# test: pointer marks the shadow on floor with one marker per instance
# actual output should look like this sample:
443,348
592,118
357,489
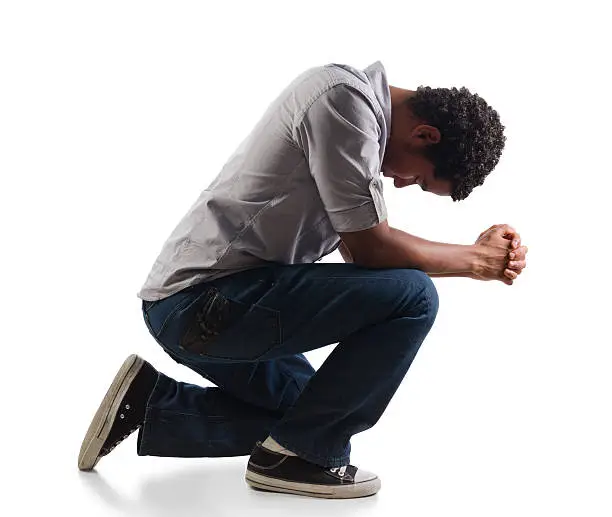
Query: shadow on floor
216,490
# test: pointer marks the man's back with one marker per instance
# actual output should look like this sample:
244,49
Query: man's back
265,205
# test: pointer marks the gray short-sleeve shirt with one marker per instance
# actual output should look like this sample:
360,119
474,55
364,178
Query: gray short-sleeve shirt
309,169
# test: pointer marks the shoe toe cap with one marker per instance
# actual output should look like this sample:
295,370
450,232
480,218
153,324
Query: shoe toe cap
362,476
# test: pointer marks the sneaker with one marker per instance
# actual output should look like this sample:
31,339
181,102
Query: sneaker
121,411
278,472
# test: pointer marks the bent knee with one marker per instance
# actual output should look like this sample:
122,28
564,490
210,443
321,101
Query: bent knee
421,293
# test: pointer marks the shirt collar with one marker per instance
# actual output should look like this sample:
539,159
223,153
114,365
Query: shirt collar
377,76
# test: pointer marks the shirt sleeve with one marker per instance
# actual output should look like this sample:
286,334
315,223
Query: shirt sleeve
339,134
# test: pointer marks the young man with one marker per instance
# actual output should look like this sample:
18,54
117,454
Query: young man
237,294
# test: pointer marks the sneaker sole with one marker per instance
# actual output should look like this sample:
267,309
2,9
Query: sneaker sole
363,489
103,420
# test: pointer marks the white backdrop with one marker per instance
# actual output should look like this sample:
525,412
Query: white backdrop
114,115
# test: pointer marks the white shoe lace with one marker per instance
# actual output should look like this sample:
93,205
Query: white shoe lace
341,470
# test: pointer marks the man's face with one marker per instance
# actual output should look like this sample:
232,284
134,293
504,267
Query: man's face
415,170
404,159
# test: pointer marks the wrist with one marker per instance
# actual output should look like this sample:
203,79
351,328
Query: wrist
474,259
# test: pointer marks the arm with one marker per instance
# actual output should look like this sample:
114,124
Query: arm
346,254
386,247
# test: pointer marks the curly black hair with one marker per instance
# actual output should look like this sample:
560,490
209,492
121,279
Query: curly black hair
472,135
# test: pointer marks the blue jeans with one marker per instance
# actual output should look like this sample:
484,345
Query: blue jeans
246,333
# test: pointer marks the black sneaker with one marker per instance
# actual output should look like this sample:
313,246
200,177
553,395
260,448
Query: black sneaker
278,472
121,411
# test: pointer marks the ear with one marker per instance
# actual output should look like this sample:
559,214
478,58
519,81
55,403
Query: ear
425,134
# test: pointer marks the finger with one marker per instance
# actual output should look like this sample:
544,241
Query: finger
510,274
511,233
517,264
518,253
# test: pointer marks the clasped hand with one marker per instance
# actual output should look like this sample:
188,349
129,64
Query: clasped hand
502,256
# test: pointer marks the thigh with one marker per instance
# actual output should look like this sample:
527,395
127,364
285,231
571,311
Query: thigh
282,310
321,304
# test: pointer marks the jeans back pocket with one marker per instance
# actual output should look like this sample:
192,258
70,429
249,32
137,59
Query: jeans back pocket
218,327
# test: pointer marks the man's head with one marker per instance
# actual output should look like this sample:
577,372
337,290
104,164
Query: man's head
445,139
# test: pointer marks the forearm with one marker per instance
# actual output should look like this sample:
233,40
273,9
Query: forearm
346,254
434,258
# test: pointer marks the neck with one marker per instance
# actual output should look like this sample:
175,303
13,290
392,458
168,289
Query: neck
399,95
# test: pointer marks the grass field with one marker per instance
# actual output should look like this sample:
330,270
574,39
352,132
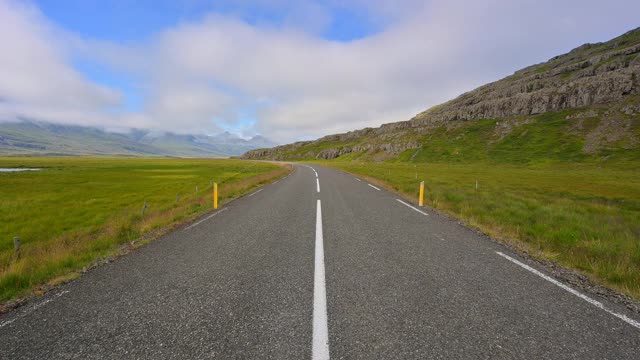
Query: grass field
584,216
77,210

──────────────────────────────

**About this exercise**
Nothing but the lines from the one containing "Query: thigh" through the end of the entries is to be retyped, exactly as written and without pictures.

**Solution to this exercise**
Query: thigh
282,310
321,304
# test: pointer marks the jeans back pocket with one marker per instance
# actual output should look like this sample:
192,258
70,429
249,32
137,59
Query: jeans back pocket
218,327
# test: pointer marks the man's head with one marker per instance
# actual output should look like this sample:
577,372
337,290
104,164
Query: man's head
445,139
# test: pointer marks the forearm with one marker per instance
# actual output should look like this sample:
233,40
273,9
Query: forearm
346,254
434,258
# test: pointer marks the neck with one marker per instance
# actual output should look like this sample:
175,303
13,290
392,458
168,289
Query: neck
399,95
# test: pointer marks the grass field with one marker per instance
# actual output should look like this sample:
330,270
574,39
352,132
Query: grass field
584,216
77,210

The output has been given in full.